_Task_
Start to finish, retype the entries exactly while omitting the pictures.

_Records drawn from a dataset_
##########

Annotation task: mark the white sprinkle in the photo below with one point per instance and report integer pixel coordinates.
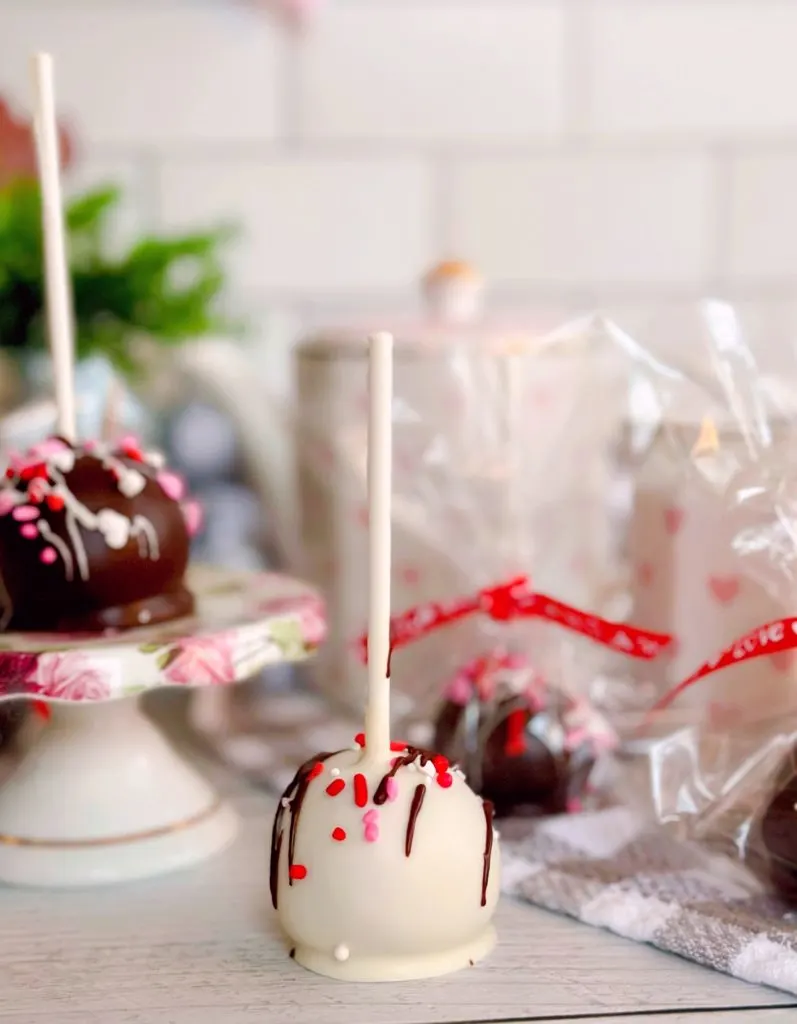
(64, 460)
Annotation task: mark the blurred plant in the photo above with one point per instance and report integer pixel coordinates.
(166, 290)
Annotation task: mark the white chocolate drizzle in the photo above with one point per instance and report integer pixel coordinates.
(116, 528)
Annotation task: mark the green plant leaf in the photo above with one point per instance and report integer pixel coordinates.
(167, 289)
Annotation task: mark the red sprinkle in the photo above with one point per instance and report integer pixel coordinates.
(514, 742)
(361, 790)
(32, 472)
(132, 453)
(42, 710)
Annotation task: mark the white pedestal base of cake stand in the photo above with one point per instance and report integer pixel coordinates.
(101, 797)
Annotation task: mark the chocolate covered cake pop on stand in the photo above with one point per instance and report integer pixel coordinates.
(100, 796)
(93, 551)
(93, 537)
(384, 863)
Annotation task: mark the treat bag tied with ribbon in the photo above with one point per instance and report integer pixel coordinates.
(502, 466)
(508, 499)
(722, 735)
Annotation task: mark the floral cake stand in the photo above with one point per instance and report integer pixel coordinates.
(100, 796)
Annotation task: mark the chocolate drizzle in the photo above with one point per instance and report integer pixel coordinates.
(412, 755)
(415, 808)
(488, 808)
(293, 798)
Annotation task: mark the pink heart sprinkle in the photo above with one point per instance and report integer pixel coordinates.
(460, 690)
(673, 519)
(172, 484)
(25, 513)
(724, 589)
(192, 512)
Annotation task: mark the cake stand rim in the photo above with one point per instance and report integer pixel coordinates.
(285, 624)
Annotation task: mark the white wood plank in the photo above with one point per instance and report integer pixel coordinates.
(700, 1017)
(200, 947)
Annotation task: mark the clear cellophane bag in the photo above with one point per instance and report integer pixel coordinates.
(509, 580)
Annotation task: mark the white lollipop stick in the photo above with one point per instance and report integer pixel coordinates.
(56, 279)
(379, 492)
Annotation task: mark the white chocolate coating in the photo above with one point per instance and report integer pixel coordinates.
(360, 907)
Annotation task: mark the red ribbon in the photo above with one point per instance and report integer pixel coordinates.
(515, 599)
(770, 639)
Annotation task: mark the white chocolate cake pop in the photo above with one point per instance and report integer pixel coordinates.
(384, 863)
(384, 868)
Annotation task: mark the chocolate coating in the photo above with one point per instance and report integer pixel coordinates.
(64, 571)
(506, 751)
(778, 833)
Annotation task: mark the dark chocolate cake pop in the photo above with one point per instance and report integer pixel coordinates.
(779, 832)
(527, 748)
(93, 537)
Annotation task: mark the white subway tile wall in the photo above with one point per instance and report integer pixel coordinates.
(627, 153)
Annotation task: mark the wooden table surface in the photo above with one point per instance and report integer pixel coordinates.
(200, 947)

##########

_Exercise output_
Annotation task: mark the white sprinkle in the photo below with one point per instance and report integer pixel coordinates.
(64, 460)
Annotation task: mark the blurred plant in the photo above with one point per instance and report integer pixel coordinates.
(166, 290)
Annotation task: mark the white chocolate drizzle in the photo above with one point per instance and report integer pixel coordinates.
(116, 528)
Annotation task: mark the green plant leaf in the photo above with one point per instance and report integer pixel coordinates.
(167, 289)
Annotation task: mark the red sprinkle in the photo above with one point per instance and report integer pixel coordinates.
(514, 742)
(361, 790)
(32, 472)
(132, 453)
(42, 710)
Annotation task: mark the white pedestal base of cake stand in the photo above with one point per instance and report integer pixel coordinates.
(101, 797)
Annotation task: mark the chocolate covered cake pop on stand in the photo above with one point per instance and report integer pixel coordinates.
(100, 796)
(93, 551)
(93, 537)
(384, 863)
Annotation task: mark the treat bag tied with ribbon in the photo above with one point per instance and report integer pixel coordinates.
(502, 466)
(508, 499)
(722, 735)
Annotation task: mark the floral cake stand in the photo above with one point per instance and report integer pixel coordinates.
(100, 796)
Annotation task: mark the chocolate drizzle in the photo above with one point per instance and report integer pixel coordinates.
(412, 755)
(415, 808)
(488, 808)
(293, 798)
Annotation task: mark the pink heart sprinkle in the photo above with one point per instance and report integer pixel coordinates.
(460, 690)
(673, 519)
(172, 484)
(25, 513)
(724, 589)
(192, 512)
Annotation task: mark the cake stand rim in the photo above with one point per instance and report integer pixel coordinates.
(285, 624)
Annotation task: mark the white wood plank in the photo above with one point per instance and report integer pixel coordinates.
(700, 1017)
(200, 947)
Annotation task: mark the clear cellophane bag in the photo above with one point per instance and report integer pixel coordinates.
(509, 580)
Annotation task: mark the white lollipop stick in the photo above with one point per instance and report integer pixel coordinates.
(56, 279)
(379, 492)
Annotation task: mark the white chocolate coating in the photo above with one point per instance and report integer pixel coordinates.
(360, 907)
Annotation task: mark the red ribbon in the photo above with one point per instance and report integer pixel coordinates.
(515, 599)
(770, 639)
Annotation task: mark the white chocolate cake pop in the photo above with one point per instance and report integer pixel coordinates.
(384, 863)
(384, 868)
Annotation task: mark the chocolate coating in the photo above with one point per instance and report integer pixel coordinates.
(64, 571)
(506, 751)
(778, 833)
Annotation task: mark the dark chocolate cake pop in the photo above with one point per instance and report integer pixel coordinates.
(779, 832)
(527, 748)
(93, 537)
Annotation task: mark the white subway tile wall in the photo above with one point per instance and report integer pixel coordinates.
(627, 153)
Annotation task: mark the wooden table surface in the photo above with one point per instance and report integer pixel coordinates.
(200, 947)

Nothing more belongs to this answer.